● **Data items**
►

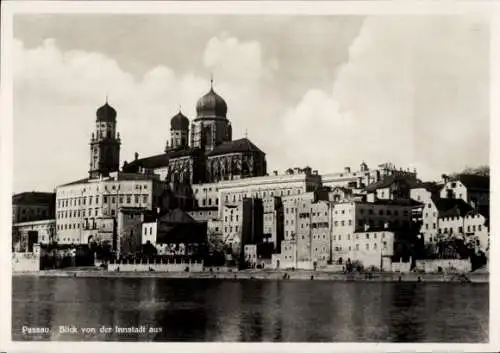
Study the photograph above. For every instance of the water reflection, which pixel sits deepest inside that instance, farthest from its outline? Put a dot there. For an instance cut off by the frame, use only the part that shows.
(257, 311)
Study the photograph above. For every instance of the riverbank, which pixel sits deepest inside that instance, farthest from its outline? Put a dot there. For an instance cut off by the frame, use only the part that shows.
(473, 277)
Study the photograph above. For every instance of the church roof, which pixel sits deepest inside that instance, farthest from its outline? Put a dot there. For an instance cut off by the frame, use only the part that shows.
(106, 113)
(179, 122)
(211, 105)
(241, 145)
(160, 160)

◄
►

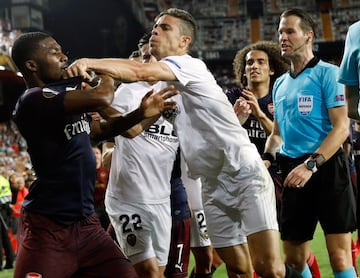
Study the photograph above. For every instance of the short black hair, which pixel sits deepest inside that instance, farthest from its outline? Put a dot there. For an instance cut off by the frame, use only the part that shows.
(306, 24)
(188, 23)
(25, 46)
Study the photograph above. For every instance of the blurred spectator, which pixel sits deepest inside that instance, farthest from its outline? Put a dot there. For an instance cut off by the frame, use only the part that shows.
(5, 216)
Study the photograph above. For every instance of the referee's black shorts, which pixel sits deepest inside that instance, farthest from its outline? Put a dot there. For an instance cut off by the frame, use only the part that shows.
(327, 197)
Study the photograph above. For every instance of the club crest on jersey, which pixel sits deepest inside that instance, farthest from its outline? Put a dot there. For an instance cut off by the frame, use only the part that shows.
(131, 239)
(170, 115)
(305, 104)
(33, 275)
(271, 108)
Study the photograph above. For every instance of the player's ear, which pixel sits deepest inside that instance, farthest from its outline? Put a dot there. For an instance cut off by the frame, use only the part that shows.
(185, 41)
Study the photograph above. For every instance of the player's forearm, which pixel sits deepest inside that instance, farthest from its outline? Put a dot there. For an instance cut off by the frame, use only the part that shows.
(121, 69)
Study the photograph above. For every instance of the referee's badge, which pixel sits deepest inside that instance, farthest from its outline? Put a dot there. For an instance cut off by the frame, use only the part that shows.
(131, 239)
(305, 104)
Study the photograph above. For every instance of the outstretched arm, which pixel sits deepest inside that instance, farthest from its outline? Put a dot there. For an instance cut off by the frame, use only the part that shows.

◄

● **ACTIVITY**
When you reach the line with "Study the photograph above. For every instance of the blurred" in the records above, start writing out lines exactly, and stop once the line with "of the outstretched" has been written; include nothing else.

● **TASK OUTPUT**
Study the photograph above. For every instance of the blurred spectator, which pixel sits deepest inside that instance, farthest from its outline? Put a dot there. For an instance cut off by the frame, use only the part that shows.
(5, 216)
Study the photograph above. For every instance of the referee's black shorts, which pixel sits deepest inside that instance, farthest from its outline? Put a dot there. For an instance cut off by the frame, use only the part that shows.
(327, 197)
Study the photograph above. For every instance of the club crest on jersey, which pixel sits deepest inside that instance, farthest from its outline? Put a dot there. For an instance cut off by the frame, use only the part that shows.
(131, 239)
(170, 115)
(305, 104)
(33, 275)
(271, 108)
Study the photograph above. For every instance of the player's ear, which pixel sits deepest inside that instance, farthest from its outline? Put a dot there. For an instance cut off by the frame, use only the part that shows.
(185, 41)
Study the photograph above. For every instance of the player's forearm, which pixel sits deepest inside that instance, farthest from its outline? Put a dot there. For an instance cut off by the frame, use only the part that shows.
(121, 69)
Study the photograph above. For every instance of the referee's badge, which pixel sits deepest inside that instance, farthest from its outline? Put a dot there. For an instance cut off by the frame, use only the part that shows.
(131, 239)
(305, 104)
Study the photograph above. For every instance of the outstretched arm, which pixel sits deepest inside that instance, farthest from its outline? Put a dot there. For an instance cut off by the frame, use only the part that shows.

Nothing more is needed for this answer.